Ricopia fedelmente il passo del testo sulla generosità che comincia con "La ricchezza di" e prosegue fino a "così come sono?".

#### Documento ####

La ricchezza di donare. Cosa significa offrire la vita
Cosa
ci faccio con quello che ho? Mi lamento perché è poco, non mi
piace, non è giusto, non è bello? Oppure provo a prendere tutto e
farne dono così com’è, così come sono?
È
molto difficile riuscire a parlare di generosità. C’è qualcosa
che stride dentro, che fa male. Se ne parlo davvero, se ne parlo con
tutto il corpo e il pensiero e la capacità che ho. Generosità,
altruismo, compassione, amore. Se lascio che la mia mente se ne
imbeva, se lascio che la mente viva davvero quelle parole, che si
allarghi il cuore tanto da sentire che quasi esplode, tanto quasi da
sentire che la cassa toracica non basta a contenerlo, è difficile
parlare di quelle parole. Perché posso nettamente percepire tutti i
rischi della retorica, della superficialità, degli inganni che mi
abitano.
Guardo
i vestiti, le case, le strade, le macchine, gli agi che nutrono i
nostri pensieri, e leggo nella tessitura della maglietta che indosso
– poliammide 84%, elastan 16% – mappe di storie, gli incroci di
politiche nazionali, sovranazionali, il fumo delle fabbriche, le
persone che lo respirano, il commercio, l’energia che brucia
petrolio e libera veleni, masse di gente che lavora, si sposta,
compra, contratta, crea… Ma perché qui è pieno di negozi e
altrove no? Altrove, dove non ci sono strade, dove l’unico pensiero
è come trovare qualcosa da mangiare, dove la vita di un bambino per
un giorno costerebbe molto meno di quanto costa qui la manica di una
maglietta. Di che generosità si può parlare? Di che umanità, di
quale amore?

#### Dati riportati ####

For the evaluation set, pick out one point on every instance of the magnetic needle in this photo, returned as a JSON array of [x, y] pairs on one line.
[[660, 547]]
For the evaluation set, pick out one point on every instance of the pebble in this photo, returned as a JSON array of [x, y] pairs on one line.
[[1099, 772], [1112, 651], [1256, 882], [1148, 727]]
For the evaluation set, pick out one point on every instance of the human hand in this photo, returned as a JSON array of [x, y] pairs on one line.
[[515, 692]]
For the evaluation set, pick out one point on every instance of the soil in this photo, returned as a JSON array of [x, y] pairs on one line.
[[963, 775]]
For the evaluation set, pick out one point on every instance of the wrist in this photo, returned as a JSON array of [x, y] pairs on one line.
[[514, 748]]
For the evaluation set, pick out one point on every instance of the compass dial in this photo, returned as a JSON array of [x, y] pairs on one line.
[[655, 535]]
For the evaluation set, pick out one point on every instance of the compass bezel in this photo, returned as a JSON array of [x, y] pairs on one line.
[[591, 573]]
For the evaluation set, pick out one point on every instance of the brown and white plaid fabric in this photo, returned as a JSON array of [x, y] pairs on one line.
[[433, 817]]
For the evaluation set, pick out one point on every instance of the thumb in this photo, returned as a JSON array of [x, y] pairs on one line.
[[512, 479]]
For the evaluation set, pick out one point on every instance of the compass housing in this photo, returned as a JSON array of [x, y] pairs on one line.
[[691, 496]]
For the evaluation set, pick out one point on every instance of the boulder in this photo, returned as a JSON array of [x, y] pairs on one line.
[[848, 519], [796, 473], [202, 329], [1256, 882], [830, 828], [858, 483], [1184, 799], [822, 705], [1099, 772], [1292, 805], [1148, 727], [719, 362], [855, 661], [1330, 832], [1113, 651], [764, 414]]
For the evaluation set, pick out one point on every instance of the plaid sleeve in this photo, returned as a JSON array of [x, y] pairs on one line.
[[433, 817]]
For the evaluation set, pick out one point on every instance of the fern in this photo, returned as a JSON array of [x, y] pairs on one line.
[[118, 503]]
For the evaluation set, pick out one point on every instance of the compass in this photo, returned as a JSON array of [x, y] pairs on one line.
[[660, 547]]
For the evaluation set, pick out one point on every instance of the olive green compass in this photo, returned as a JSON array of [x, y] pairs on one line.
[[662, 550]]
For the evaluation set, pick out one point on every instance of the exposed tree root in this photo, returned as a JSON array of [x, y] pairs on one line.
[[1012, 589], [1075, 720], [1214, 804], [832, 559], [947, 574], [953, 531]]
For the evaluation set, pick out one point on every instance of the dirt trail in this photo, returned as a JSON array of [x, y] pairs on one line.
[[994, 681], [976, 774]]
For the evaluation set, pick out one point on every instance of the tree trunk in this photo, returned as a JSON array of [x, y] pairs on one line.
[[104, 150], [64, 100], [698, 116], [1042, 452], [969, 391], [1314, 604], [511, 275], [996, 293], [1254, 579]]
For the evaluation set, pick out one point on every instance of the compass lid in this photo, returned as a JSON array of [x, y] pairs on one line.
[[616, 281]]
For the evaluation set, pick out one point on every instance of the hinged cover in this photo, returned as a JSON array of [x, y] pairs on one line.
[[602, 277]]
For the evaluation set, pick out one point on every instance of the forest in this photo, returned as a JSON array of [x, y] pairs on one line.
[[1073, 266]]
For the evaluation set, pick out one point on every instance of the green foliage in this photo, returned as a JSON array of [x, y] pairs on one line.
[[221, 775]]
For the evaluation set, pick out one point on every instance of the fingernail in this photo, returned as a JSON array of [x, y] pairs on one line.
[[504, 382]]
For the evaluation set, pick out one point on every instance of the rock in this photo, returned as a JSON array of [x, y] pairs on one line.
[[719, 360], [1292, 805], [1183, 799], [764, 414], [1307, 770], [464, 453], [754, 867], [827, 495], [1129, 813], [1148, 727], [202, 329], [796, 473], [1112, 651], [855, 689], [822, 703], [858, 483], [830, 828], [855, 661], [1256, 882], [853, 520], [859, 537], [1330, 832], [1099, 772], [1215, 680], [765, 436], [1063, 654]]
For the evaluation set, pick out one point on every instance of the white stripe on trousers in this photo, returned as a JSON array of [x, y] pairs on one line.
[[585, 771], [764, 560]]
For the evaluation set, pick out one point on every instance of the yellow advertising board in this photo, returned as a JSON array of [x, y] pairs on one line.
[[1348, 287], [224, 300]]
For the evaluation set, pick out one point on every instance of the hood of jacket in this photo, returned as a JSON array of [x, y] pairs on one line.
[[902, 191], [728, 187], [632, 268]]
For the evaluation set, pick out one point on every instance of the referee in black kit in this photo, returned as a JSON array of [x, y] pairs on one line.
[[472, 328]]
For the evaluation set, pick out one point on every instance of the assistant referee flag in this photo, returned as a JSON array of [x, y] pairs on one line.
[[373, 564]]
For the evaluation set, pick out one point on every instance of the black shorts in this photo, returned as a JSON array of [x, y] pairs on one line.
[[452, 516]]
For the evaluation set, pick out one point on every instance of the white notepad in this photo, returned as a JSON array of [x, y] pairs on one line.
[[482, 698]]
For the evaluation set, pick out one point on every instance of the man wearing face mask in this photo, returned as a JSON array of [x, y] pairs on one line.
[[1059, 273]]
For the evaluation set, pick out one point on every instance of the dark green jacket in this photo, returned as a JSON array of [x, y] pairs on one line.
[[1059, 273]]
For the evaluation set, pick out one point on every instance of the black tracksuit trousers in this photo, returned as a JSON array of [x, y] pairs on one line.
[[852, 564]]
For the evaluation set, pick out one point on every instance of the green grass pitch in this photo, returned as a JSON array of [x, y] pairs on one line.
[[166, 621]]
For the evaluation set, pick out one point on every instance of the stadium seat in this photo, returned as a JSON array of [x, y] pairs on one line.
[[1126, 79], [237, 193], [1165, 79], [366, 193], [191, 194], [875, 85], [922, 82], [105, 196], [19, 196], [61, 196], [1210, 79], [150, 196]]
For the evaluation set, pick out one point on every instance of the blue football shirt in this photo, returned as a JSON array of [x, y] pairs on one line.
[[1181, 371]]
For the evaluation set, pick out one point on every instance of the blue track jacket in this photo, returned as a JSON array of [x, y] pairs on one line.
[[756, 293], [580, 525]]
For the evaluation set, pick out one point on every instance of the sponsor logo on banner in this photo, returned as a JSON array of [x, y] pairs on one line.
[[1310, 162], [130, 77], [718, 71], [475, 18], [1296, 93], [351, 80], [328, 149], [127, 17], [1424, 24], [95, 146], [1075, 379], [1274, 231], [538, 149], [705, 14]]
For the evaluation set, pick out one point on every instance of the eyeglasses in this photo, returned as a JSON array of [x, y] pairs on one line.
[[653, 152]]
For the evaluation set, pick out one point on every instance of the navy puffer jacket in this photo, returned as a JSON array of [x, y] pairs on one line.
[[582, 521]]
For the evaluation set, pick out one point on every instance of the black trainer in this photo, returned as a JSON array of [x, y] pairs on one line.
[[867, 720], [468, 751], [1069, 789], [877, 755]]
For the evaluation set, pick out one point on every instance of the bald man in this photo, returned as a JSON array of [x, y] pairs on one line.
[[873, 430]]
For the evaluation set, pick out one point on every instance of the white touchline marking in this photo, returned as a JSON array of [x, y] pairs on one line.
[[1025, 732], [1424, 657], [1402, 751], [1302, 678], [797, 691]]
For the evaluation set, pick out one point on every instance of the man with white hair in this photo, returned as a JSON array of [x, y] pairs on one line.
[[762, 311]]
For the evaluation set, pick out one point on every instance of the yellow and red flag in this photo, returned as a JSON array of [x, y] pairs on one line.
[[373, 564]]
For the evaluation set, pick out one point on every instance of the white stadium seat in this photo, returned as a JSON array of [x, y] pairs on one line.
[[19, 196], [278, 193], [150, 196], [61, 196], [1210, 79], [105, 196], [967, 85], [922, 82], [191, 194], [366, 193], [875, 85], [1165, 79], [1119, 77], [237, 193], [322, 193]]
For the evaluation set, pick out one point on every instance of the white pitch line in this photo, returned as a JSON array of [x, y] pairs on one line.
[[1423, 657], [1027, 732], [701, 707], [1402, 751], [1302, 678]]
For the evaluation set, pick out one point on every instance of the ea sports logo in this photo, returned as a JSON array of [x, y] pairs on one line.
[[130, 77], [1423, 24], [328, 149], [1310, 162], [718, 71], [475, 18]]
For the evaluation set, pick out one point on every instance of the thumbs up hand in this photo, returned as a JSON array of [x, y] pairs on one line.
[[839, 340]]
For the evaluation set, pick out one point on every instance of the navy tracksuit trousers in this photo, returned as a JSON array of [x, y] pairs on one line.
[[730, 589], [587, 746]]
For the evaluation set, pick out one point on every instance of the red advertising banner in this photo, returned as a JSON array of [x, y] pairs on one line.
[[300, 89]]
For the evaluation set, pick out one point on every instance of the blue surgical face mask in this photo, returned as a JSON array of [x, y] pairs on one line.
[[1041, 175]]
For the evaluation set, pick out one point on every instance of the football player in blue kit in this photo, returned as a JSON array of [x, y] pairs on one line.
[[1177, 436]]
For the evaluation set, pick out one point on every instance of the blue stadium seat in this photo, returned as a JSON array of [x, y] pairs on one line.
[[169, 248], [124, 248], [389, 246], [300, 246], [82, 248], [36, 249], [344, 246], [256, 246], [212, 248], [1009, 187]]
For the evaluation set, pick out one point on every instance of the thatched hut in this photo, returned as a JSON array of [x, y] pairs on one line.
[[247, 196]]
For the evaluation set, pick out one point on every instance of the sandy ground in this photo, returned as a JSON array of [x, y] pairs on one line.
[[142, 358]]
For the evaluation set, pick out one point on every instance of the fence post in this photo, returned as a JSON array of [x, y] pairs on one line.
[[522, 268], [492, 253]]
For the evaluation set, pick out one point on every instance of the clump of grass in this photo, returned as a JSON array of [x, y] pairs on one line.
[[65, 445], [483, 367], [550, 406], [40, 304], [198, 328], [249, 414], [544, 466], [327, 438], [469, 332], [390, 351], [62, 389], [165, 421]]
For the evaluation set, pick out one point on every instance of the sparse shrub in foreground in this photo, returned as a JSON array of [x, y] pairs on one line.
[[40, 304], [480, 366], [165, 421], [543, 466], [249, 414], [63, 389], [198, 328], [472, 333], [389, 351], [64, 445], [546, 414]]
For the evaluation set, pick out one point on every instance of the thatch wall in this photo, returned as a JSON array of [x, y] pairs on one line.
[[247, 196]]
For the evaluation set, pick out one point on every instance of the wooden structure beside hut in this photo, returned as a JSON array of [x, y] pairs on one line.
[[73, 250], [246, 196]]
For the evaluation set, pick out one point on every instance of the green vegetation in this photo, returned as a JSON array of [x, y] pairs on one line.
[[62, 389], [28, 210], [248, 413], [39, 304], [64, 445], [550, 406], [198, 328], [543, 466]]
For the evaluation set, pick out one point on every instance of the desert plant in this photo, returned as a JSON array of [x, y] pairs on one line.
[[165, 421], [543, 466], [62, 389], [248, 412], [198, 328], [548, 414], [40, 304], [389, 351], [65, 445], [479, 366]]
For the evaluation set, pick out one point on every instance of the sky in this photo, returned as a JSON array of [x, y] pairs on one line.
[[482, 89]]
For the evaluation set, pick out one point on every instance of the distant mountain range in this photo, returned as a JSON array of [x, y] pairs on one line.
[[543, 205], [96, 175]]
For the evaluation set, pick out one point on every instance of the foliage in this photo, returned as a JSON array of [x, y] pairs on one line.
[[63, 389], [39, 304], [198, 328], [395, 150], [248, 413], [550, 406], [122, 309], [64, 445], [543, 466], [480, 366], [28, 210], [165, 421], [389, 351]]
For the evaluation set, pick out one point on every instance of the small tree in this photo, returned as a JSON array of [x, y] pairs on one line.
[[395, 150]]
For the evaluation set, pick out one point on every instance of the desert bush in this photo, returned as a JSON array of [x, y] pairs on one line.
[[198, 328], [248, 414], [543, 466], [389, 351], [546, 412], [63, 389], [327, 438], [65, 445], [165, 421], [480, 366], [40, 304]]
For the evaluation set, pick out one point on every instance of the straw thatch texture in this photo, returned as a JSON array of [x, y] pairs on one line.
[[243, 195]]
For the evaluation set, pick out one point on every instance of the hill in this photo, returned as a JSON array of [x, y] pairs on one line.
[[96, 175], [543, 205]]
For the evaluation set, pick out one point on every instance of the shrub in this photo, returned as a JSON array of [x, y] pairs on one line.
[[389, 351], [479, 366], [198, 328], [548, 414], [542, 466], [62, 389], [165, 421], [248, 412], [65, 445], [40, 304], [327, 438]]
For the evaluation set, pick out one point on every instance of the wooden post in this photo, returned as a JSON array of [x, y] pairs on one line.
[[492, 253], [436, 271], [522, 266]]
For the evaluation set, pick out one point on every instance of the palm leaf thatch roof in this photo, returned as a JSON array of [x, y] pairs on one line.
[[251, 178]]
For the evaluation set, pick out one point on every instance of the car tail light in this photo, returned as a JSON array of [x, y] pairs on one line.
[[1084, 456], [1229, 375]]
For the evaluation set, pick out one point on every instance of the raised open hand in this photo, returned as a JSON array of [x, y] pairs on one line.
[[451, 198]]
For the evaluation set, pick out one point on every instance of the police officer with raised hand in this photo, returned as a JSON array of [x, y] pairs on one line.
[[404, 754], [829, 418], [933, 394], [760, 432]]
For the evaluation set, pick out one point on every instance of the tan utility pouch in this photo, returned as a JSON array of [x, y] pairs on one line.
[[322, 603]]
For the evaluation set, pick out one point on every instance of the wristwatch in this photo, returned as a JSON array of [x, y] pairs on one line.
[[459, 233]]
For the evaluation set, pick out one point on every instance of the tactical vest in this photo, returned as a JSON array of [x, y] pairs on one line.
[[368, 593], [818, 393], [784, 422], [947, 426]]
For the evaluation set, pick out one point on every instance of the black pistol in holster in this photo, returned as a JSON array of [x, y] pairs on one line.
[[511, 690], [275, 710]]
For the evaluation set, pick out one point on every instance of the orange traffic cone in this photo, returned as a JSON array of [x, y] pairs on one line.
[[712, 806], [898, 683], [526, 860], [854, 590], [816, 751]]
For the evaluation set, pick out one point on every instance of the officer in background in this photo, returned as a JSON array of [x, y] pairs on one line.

####

• [Risposta]
La ricchezza di donare. Cosa significa offrire la vita
Cosa
ci faccio con quello che ho? Mi lamento perché è poco, non mi
piace, non è giusto, non è bello? Oppure provo a prendere tutto e
farne dono così com’è, così come sono?